**Brano del documento:**

Nell’intera legislatura americana non credo esista una legge più ipocrita, al cittadino americano è proibito di produrre, distillare e vendere alcolici, in pratica ogni volta in cui un americano beveva ( e bevavo tutti, indistinatamente) commetteva un reato, tutti per la legge erano legalmente perseguibili; si attua una magnifica finzione in tutta la società, il più rispettabile dei cittadini, bevendo una birra, diveniva un piccolo criminale. Per gli interi tredici anni in cui è rimasta in vigore la legge si inscena una grande drammaturgia dell’ipocrisia.

Questa tragicommedia della finzione si imprime, più o meno cosapevolmente, nella visone che lo scrittore ha del consorzio umano e della sua società.

Memorabile adattamento cinematografico del libro è l’omonimo film The maltese falcon del 1941, diretto da un esordiente John Huston e con Humprey Bogart nei panni di Sam Spade. La Warner credeva poco nel progetto che considerava di serie B, i dialoghi che Huston adatta quasi letteralmente dal romanzo, le atmosfere e la recitazione asciutta e essenziale di Bogart (la sua visione della recitazione è racchiusa nel detto ‘poco è già troppo’) ne faranno un successo di botteghino e di critica. È un film che di solito viene trasmesso di notte da qualche emittente locale, con un segnale disturbato, credo che queste condizioni siano preferibili al dvd coi colori posticci che hanno già rovinato Casablanca e i film di Stanlio e Ollio.

Come ogni scrittore di ‘genere’ Dashiell Hammett aspira a uscire da quel ghetto e a sentirsi integrato alla letteratura ‘alta’ o realista (mainstream), per il grande P.K. Dick, scrittore di fantascienza, sarà lo stesso; come ogni autore ha una mole di progetti non realizzati: “è magnifico avere un nuovo romanzo cui non lavorare. Cominciavo ad annoiarmi con il non lavorare soltanto a quella vecchia mezza dozzina di romanzi”.

**Voci di dati raccolte:**
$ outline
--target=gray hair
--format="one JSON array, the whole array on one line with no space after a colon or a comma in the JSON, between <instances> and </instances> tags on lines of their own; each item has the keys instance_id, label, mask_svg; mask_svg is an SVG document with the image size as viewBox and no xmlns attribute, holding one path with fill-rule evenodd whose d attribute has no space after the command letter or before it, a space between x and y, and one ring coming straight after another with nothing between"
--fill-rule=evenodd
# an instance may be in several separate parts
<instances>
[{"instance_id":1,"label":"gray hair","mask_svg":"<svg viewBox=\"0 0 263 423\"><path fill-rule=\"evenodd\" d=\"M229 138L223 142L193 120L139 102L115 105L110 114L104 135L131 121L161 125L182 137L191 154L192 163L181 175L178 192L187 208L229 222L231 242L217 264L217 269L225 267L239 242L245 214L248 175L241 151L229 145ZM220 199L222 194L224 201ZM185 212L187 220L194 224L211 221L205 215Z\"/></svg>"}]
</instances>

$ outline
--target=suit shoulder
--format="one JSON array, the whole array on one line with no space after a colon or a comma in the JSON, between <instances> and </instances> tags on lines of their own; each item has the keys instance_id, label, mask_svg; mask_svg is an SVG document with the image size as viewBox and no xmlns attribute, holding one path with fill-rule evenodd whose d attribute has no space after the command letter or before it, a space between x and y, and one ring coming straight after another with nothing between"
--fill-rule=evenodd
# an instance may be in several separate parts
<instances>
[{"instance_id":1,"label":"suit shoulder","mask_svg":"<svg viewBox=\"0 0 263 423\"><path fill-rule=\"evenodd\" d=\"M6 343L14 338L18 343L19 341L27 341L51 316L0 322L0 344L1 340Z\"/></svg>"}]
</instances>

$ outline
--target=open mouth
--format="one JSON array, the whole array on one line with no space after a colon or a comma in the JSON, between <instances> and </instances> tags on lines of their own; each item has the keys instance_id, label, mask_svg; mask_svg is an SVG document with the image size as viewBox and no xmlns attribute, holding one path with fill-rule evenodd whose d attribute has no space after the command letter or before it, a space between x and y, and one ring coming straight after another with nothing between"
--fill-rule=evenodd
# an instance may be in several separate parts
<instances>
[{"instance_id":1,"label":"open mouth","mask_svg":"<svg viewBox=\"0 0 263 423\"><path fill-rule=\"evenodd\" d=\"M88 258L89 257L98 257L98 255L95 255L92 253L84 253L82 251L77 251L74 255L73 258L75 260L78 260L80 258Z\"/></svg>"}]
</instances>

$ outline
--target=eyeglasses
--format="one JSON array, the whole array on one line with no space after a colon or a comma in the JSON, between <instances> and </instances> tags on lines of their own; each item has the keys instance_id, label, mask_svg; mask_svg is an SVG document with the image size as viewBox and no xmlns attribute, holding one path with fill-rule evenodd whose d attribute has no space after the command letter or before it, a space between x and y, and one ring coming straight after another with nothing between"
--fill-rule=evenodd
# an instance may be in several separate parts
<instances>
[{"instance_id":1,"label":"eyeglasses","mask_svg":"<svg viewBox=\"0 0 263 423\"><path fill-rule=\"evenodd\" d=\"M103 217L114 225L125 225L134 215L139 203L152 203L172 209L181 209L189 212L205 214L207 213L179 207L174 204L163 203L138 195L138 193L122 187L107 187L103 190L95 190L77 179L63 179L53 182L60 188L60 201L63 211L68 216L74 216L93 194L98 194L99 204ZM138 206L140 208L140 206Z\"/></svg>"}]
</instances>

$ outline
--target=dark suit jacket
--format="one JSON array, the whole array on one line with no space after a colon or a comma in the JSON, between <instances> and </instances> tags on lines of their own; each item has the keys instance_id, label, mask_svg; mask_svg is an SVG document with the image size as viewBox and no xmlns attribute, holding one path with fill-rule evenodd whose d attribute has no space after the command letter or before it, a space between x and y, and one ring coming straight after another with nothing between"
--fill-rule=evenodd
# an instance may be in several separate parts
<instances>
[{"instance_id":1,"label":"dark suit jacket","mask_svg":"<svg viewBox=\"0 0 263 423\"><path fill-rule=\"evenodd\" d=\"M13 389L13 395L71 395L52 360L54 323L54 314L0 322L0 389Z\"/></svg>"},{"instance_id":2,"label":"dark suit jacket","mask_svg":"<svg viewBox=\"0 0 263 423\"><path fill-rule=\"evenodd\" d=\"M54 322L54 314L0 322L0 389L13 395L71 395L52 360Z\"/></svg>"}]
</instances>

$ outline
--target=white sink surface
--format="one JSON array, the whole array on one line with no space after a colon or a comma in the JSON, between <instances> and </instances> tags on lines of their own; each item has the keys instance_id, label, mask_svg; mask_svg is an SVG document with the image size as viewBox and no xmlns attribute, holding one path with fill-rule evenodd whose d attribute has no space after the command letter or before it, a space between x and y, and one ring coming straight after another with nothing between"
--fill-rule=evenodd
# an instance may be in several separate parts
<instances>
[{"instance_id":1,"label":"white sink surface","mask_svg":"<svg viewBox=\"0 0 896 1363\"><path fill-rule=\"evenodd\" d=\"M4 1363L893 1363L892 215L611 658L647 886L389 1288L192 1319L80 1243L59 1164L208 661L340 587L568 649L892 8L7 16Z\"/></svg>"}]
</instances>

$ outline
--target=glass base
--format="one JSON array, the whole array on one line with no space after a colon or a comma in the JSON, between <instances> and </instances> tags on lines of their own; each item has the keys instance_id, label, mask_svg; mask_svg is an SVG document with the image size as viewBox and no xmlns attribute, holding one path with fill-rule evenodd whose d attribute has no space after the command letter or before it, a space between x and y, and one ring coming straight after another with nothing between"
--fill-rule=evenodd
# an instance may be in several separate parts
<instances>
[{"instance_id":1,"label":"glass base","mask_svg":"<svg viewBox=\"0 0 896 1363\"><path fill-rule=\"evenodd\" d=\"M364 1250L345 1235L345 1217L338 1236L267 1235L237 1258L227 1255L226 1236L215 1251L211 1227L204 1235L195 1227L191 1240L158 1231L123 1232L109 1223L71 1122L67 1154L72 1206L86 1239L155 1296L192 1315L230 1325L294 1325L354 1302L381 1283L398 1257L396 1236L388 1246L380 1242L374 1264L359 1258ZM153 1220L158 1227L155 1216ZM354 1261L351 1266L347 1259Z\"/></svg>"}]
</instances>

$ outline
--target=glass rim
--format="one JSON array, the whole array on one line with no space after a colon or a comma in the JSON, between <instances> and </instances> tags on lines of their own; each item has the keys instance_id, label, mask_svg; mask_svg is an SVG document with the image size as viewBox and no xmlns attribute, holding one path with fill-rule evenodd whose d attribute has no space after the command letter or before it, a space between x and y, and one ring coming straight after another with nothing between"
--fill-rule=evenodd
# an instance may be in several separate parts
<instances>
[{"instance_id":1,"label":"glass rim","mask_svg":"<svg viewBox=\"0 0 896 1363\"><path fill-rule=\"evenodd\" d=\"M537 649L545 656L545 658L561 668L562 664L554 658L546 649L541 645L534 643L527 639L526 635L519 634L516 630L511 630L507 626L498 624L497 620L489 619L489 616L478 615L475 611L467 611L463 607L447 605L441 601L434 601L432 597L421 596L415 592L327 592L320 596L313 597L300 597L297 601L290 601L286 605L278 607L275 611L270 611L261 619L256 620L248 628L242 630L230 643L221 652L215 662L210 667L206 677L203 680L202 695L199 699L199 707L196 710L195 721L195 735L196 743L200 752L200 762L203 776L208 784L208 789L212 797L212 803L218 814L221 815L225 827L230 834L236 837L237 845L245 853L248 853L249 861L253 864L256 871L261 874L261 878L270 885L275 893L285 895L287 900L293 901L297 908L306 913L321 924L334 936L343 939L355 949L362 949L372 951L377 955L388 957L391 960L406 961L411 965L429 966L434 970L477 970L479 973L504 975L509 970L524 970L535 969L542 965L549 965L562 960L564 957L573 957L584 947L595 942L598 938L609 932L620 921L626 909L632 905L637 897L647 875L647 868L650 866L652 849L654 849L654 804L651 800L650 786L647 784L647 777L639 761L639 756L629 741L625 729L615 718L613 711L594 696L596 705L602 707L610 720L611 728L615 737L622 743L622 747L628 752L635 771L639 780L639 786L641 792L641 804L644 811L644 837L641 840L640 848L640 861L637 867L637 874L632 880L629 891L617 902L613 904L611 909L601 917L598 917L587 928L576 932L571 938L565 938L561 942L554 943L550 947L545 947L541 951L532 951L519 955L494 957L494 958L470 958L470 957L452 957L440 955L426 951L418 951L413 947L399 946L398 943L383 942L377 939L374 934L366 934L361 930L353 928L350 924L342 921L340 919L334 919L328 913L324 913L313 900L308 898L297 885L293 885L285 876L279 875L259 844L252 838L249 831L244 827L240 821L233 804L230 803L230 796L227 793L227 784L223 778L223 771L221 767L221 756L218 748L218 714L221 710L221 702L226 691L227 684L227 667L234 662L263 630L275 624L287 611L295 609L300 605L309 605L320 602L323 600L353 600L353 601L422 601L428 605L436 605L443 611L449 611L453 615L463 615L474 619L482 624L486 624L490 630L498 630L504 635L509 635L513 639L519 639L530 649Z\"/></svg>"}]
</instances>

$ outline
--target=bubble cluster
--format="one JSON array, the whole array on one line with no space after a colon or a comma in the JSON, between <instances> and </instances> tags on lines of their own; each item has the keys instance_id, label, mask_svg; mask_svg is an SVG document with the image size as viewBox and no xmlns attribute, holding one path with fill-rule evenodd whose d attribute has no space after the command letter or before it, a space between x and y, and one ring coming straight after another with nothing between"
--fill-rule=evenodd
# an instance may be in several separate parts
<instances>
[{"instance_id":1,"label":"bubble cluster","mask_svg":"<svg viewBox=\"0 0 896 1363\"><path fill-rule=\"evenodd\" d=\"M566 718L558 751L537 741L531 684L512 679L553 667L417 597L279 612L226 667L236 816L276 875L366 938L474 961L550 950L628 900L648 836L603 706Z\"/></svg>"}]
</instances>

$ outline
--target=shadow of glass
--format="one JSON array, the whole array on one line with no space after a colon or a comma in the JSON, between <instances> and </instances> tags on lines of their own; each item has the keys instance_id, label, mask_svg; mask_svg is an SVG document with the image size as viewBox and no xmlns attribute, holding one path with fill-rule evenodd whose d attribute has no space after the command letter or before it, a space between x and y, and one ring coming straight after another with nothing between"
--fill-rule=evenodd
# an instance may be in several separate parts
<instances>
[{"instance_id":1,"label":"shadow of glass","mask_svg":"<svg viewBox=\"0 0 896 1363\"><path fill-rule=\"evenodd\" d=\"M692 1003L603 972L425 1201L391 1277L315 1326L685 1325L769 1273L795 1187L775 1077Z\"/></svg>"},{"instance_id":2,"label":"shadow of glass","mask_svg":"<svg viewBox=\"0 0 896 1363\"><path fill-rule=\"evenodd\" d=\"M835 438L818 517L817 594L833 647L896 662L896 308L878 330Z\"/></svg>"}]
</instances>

**Descrizione del problema:**
Elenca tutte le azioni sugli alcolici che, secondo il brano, la legge proibiva al cittadino americano. Le righe non hanno alcun ruolo in questo.

**La risposta:**
Produrre, distillare e vendere alcolici.